(Region pointing data)

▶

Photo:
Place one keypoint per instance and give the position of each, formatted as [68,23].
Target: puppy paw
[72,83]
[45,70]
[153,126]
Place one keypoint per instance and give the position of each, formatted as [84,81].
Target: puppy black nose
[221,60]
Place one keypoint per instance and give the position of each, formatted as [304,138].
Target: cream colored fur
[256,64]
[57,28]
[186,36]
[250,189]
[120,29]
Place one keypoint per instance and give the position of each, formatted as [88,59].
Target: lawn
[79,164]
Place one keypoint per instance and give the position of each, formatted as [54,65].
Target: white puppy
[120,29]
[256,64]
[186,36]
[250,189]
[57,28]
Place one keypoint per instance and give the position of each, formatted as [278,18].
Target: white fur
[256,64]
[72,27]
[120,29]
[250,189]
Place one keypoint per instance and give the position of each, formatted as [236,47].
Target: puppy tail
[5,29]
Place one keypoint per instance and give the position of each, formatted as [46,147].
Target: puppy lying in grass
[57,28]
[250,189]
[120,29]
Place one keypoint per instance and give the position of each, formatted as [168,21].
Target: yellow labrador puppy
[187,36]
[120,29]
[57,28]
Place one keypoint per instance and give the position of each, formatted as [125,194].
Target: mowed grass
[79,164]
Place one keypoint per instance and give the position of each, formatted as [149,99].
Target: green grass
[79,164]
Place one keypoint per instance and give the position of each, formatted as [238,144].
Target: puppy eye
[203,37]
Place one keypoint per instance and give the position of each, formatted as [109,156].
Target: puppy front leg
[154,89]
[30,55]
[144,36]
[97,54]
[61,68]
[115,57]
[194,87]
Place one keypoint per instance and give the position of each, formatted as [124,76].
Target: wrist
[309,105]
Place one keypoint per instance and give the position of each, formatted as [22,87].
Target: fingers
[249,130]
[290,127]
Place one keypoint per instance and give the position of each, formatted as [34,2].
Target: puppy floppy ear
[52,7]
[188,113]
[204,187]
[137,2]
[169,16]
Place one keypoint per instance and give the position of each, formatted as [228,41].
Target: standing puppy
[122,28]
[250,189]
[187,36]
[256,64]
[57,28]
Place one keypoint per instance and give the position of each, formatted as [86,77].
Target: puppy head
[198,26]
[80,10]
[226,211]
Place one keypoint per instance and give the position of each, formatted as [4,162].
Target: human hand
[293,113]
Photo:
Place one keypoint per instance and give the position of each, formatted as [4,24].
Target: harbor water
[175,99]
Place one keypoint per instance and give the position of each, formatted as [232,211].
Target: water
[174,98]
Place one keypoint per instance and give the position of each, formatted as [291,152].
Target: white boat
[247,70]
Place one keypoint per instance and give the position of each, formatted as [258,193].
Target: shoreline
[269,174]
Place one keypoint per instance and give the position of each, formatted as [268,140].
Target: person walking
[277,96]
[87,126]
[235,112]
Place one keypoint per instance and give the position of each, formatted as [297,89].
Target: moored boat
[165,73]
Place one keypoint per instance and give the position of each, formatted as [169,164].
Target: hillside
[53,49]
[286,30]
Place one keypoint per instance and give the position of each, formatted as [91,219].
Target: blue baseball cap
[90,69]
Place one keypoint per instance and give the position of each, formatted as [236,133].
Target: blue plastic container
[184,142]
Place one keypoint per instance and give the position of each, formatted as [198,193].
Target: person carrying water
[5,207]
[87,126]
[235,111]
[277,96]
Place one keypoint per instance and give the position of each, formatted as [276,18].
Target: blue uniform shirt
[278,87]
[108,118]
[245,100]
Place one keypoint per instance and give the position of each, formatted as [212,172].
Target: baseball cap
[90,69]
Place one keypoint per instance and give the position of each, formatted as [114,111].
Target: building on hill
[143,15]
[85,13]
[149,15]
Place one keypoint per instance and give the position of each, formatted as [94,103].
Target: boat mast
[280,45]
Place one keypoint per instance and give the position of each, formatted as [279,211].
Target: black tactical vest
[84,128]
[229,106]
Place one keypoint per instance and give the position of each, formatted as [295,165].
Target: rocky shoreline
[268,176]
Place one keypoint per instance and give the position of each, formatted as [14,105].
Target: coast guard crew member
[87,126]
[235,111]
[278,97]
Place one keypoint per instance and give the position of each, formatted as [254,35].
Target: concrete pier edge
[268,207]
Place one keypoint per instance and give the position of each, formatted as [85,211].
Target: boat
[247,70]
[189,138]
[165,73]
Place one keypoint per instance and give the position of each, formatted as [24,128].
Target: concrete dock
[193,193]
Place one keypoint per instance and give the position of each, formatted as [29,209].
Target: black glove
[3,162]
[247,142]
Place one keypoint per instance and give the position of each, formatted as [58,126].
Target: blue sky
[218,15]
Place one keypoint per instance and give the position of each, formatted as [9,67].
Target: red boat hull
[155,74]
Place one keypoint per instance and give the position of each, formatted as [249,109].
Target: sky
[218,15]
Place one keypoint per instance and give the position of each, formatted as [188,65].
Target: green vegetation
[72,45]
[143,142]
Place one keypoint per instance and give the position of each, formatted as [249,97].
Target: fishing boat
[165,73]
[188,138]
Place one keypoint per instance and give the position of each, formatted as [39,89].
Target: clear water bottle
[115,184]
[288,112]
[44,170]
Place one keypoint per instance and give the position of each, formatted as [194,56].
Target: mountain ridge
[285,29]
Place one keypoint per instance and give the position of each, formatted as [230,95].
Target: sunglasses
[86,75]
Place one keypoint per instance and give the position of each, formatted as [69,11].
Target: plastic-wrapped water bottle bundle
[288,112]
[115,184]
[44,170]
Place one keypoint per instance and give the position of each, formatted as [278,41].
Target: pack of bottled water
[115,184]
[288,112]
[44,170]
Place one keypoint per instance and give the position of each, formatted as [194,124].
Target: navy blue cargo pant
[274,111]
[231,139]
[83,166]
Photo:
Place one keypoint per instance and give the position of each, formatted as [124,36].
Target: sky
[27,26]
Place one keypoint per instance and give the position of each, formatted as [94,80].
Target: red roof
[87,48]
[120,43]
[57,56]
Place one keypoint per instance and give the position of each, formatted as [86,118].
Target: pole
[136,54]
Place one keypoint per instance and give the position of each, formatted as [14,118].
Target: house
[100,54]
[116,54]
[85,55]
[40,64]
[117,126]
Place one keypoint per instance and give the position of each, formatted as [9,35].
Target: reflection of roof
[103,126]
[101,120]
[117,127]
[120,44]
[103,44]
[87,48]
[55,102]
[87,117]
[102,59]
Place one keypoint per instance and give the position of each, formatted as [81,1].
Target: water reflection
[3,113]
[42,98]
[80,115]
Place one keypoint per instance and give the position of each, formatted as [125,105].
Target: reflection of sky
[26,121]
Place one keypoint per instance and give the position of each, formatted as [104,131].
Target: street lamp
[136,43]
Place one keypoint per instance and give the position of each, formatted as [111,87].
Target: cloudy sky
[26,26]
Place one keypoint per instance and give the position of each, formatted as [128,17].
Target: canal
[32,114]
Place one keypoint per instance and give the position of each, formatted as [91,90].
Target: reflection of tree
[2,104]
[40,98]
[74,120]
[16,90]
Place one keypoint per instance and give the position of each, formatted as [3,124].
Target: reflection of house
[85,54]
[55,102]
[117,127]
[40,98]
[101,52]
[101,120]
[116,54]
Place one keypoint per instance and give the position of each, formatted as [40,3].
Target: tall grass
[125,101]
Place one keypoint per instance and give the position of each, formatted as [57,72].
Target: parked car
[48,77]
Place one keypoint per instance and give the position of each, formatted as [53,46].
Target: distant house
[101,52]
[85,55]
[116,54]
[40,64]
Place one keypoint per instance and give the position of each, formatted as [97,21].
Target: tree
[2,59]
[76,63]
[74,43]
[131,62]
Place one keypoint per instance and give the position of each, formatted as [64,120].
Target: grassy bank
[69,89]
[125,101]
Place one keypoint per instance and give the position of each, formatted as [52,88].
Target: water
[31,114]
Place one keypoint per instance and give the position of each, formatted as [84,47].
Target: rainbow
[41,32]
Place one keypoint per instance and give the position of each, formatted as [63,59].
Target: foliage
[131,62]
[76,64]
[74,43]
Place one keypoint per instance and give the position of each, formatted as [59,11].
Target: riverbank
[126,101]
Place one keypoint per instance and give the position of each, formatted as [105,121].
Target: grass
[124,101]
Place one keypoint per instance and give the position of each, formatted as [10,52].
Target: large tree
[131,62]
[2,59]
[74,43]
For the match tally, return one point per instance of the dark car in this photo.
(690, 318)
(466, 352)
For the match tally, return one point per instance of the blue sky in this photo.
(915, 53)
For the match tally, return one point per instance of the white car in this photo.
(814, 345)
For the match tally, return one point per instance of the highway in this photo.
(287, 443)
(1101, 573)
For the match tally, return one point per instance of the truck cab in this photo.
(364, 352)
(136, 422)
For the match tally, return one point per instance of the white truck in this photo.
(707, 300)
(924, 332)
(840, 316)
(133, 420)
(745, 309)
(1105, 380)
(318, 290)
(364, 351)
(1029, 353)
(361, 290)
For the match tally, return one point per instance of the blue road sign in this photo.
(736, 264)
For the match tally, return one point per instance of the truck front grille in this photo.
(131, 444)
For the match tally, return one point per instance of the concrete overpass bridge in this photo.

◀

● EXERCISE DESCRIPTION
Reproduce the entries exactly, but only from their first line to the line holding "formatted as [304,138].", with that last line kept.

● THE ANSWER
Photo:
Place one keypoint per instance and give the position of each, formatted as [68,23].
Target: puppy paw
[72,83]
[45,70]
[153,126]
Place one keypoint per instance and give the position of each, formatted as [84,81].
Target: puppy black nose
[221,60]
Place one keypoint per instance and give the position of each, formatted as [304,138].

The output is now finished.